▶ [Written instruction]:
Print every entry exactly as written.

┌──

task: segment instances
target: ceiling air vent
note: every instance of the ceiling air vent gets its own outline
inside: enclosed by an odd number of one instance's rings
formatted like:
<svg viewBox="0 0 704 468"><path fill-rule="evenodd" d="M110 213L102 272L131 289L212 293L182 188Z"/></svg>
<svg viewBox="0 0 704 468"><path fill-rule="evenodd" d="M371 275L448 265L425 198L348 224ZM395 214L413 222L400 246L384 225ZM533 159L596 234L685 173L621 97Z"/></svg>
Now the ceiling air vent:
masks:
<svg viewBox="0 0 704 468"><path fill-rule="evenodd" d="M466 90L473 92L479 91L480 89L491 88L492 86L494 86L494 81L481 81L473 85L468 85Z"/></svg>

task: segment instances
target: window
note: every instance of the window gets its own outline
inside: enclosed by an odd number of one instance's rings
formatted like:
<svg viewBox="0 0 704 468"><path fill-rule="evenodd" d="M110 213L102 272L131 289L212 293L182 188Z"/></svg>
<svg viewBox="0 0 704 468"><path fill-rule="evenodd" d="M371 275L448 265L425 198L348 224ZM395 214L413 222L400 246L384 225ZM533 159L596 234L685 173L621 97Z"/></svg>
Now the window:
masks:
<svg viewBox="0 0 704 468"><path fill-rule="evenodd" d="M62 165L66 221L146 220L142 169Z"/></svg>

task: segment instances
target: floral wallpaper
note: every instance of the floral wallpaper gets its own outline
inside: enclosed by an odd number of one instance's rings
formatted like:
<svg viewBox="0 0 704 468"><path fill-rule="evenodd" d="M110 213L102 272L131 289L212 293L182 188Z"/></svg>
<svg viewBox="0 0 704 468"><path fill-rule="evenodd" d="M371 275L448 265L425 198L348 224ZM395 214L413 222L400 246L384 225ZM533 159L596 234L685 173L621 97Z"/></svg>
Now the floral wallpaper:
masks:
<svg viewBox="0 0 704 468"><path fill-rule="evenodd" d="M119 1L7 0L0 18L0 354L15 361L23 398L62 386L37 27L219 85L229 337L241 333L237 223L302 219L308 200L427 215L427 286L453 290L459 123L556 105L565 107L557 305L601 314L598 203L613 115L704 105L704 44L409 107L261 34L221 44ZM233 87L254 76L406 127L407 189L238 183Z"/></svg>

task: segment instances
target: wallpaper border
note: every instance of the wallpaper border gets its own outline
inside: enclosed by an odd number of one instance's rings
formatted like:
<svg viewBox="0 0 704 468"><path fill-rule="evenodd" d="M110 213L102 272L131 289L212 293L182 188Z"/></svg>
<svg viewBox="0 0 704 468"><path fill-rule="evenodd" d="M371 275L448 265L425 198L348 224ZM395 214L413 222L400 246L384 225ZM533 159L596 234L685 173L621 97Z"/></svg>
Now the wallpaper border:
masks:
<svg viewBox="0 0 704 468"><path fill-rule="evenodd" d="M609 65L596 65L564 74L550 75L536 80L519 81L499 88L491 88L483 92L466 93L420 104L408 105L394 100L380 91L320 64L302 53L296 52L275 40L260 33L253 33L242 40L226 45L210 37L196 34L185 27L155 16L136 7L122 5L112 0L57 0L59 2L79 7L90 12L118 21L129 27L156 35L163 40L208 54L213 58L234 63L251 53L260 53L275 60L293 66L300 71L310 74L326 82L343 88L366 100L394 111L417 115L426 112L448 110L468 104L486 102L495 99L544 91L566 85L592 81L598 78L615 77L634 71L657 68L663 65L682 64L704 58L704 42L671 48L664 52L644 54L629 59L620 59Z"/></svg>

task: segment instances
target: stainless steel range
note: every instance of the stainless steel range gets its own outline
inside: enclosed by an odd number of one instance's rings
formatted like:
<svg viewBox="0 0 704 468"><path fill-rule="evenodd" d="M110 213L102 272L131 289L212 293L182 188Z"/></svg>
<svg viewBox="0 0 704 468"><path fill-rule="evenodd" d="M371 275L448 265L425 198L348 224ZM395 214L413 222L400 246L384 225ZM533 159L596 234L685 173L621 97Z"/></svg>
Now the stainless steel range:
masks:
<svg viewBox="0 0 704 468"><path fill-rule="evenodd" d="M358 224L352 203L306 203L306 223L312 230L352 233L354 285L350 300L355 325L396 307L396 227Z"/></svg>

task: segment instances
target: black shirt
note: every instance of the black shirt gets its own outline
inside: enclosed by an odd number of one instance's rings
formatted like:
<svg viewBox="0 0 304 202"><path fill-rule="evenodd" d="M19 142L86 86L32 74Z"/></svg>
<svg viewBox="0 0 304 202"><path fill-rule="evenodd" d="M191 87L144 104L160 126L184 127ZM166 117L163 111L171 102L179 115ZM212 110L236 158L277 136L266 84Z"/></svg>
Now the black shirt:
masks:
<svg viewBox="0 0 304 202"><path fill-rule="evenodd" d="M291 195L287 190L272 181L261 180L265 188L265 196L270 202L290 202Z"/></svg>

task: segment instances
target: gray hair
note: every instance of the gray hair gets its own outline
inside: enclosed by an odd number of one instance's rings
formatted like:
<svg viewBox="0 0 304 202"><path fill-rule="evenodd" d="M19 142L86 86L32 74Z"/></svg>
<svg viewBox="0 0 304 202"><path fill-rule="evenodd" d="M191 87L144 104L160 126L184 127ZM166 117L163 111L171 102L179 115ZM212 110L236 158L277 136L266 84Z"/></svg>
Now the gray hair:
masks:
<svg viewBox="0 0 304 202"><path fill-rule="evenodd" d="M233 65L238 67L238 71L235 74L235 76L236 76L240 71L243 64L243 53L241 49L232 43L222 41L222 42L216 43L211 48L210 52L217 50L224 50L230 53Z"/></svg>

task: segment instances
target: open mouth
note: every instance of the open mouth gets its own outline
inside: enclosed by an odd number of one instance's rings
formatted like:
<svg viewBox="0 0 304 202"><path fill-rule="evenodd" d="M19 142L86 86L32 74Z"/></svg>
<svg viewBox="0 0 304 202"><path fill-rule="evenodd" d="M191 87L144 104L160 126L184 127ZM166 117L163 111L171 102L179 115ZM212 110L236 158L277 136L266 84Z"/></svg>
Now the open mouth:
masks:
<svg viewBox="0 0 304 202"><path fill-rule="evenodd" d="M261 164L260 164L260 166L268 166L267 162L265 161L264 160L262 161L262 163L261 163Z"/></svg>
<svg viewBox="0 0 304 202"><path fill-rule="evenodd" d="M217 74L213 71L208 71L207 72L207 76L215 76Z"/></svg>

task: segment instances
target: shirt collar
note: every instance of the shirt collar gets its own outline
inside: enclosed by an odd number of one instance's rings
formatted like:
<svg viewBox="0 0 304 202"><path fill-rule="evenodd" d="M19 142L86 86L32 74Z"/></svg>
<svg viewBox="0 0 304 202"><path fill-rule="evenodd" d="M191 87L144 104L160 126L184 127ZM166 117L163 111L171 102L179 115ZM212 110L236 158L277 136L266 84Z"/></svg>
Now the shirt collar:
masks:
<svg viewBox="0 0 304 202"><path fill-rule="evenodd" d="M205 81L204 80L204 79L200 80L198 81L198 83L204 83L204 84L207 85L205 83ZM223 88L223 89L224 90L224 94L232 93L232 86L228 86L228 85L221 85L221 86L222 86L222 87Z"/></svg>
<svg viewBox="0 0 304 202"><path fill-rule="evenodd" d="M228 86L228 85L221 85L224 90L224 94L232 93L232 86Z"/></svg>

└──

▶ [The reply]:
task: segment instances
target: ceiling air vent
note: every instance of the ceiling air vent gets its own outline
inside: enclosed by an odd number of one instance's rings
formatted like:
<svg viewBox="0 0 704 468"><path fill-rule="evenodd" d="M110 213L102 272L131 289L212 293L182 188Z"/></svg>
<svg viewBox="0 0 704 468"><path fill-rule="evenodd" d="M371 275L448 265L425 198L348 224ZM395 214L413 222L400 246L384 225ZM533 159L596 234L685 173L621 97Z"/></svg>
Now the ceiling air vent:
masks:
<svg viewBox="0 0 704 468"><path fill-rule="evenodd" d="M466 90L473 92L479 91L480 89L491 88L492 86L494 86L494 81L481 81L473 85L468 85Z"/></svg>

task: segment instances
target: window
note: every instance of the window gets its own outline
inside: enclosed by an odd number of one instance's rings
formatted like:
<svg viewBox="0 0 704 468"><path fill-rule="evenodd" d="M110 213L102 272L131 289L212 293L182 188Z"/></svg>
<svg viewBox="0 0 704 468"><path fill-rule="evenodd" d="M371 275L448 265L425 198L348 224ZM395 214L413 222L400 246L384 225ZM533 159L596 234L685 173L621 97Z"/></svg>
Now the window:
masks:
<svg viewBox="0 0 704 468"><path fill-rule="evenodd" d="M62 165L66 221L146 220L142 169Z"/></svg>

task: segment instances
target: floral wallpaper
note: every instance of the floral wallpaper gets its own outline
inside: enclosed by an odd number of one instance's rings
formatted like:
<svg viewBox="0 0 704 468"><path fill-rule="evenodd" d="M110 213L102 272L131 289L212 293L182 188Z"/></svg>
<svg viewBox="0 0 704 468"><path fill-rule="evenodd" d="M371 275L448 265L425 198L348 224ZM395 214L413 222L400 246L384 225ZM533 159L596 234L685 173L621 97Z"/></svg>
Now the floral wallpaper:
masks:
<svg viewBox="0 0 704 468"><path fill-rule="evenodd" d="M119 1L7 0L0 18L0 354L15 361L23 398L62 386L37 27L219 85L229 337L241 333L237 223L302 219L308 200L427 215L427 286L453 290L459 123L556 105L565 107L557 305L601 314L598 203L613 115L704 105L704 44L409 107L261 34L221 44ZM233 87L254 76L406 127L407 189L238 183Z"/></svg>

task: segment instances
target: wallpaper border
note: every instance of the wallpaper border gets its own outline
inside: enclosed by an odd number of one instance's rings
formatted like:
<svg viewBox="0 0 704 468"><path fill-rule="evenodd" d="M110 213L102 272L131 289L212 293L182 188Z"/></svg>
<svg viewBox="0 0 704 468"><path fill-rule="evenodd" d="M371 275L448 265L425 198L348 224ZM395 214L413 222L400 246L384 225ZM533 159L596 234L685 173L621 97Z"/></svg>
Now the wallpaper border:
masks:
<svg viewBox="0 0 704 468"><path fill-rule="evenodd" d="M609 65L596 65L564 74L550 75L536 80L519 81L499 88L491 88L483 92L466 93L420 104L408 105L394 100L380 91L320 64L302 53L296 52L275 40L260 33L253 33L242 40L226 45L210 37L196 34L185 27L155 16L136 7L122 5L112 0L57 0L59 2L79 7L90 12L118 21L129 27L156 35L163 40L208 54L213 58L234 63L251 53L260 53L275 60L293 66L300 71L310 74L326 82L343 88L366 100L394 111L417 115L426 112L448 110L468 104L486 102L495 99L544 91L566 85L592 81L598 78L615 77L634 71L657 68L663 65L682 64L704 58L704 42L671 48L664 52L644 54L629 59L620 59Z"/></svg>

task: segment instances
target: stainless steel range
note: every instance of the stainless steel range gets its own outline
inside: enclosed by an odd number of one instance's rings
formatted like:
<svg viewBox="0 0 704 468"><path fill-rule="evenodd" d="M110 213L102 272L131 289L212 293L182 188Z"/></svg>
<svg viewBox="0 0 704 468"><path fill-rule="evenodd" d="M371 275L448 265L425 198L348 224ZM395 214L413 222L400 246L384 225ZM533 159L596 234L685 173L621 97Z"/></svg>
Now the stainless steel range:
masks:
<svg viewBox="0 0 704 468"><path fill-rule="evenodd" d="M358 224L352 203L306 203L306 223L312 230L352 233L354 285L350 300L355 325L396 307L396 227Z"/></svg>

task: segment instances
target: black shirt
note: every instance of the black shirt gets its own outline
inside: enclosed by an odd number of one instance's rings
formatted like:
<svg viewBox="0 0 304 202"><path fill-rule="evenodd" d="M19 142L86 86L32 74Z"/></svg>
<svg viewBox="0 0 304 202"><path fill-rule="evenodd" d="M191 87L144 104L160 126L184 127ZM166 117L163 111L171 102L179 115ZM212 110L236 158L277 136L266 84Z"/></svg>
Now the black shirt:
masks:
<svg viewBox="0 0 304 202"><path fill-rule="evenodd" d="M291 195L287 190L272 181L261 180L265 188L265 196L270 202L290 202Z"/></svg>

task: segment instances
target: gray hair
note: every instance of the gray hair gets its own outline
inside: enclosed by an odd number of one instance's rings
formatted like:
<svg viewBox="0 0 304 202"><path fill-rule="evenodd" d="M19 142L86 86L32 74Z"/></svg>
<svg viewBox="0 0 304 202"><path fill-rule="evenodd" d="M191 87L144 104L160 126L184 127ZM166 117L163 111L171 102L179 115ZM212 110L236 158L277 136L266 84Z"/></svg>
Now the gray hair:
masks:
<svg viewBox="0 0 304 202"><path fill-rule="evenodd" d="M233 65L238 67L238 71L235 74L235 76L236 76L240 71L243 64L243 53L241 49L232 43L222 41L222 42L216 43L211 48L210 52L217 50L224 50L230 53Z"/></svg>

task: segment instances
target: open mouth
note: every instance of the open mouth gets its own outline
inside: enclosed by an odd number of one instance's rings
formatted like:
<svg viewBox="0 0 304 202"><path fill-rule="evenodd" d="M19 142L86 86L32 74Z"/></svg>
<svg viewBox="0 0 304 202"><path fill-rule="evenodd" d="M191 87L144 104L160 126L184 127ZM166 117L163 111L171 102L179 115ZM212 110L236 158L277 136L266 84Z"/></svg>
Now the open mouth:
masks:
<svg viewBox="0 0 304 202"><path fill-rule="evenodd" d="M261 164L260 164L260 166L268 166L267 162L265 161L264 160L262 161L262 163L261 163Z"/></svg>
<svg viewBox="0 0 304 202"><path fill-rule="evenodd" d="M217 74L213 71L208 71L207 72L207 76L215 76Z"/></svg>

task: segment instances
target: shirt collar
note: every instance of the shirt collar gets its own outline
inside: enclosed by an odd number of one instance's rings
formatted like:
<svg viewBox="0 0 304 202"><path fill-rule="evenodd" d="M19 142L86 86L32 74Z"/></svg>
<svg viewBox="0 0 304 202"><path fill-rule="evenodd" d="M191 87L144 104L160 126L184 127ZM166 117L163 111L171 102L179 115ZM212 110L236 158L277 136L266 84Z"/></svg>
Now the shirt collar:
masks:
<svg viewBox="0 0 304 202"><path fill-rule="evenodd" d="M205 81L204 80L204 79L200 80L198 81L198 83L204 83L204 84L207 85L205 83ZM223 88L223 89L224 90L224 94L232 93L232 86L228 86L228 85L221 85L221 86L222 86L222 87Z"/></svg>
<svg viewBox="0 0 304 202"><path fill-rule="evenodd" d="M228 86L228 85L221 85L224 90L224 94L232 93L232 86Z"/></svg>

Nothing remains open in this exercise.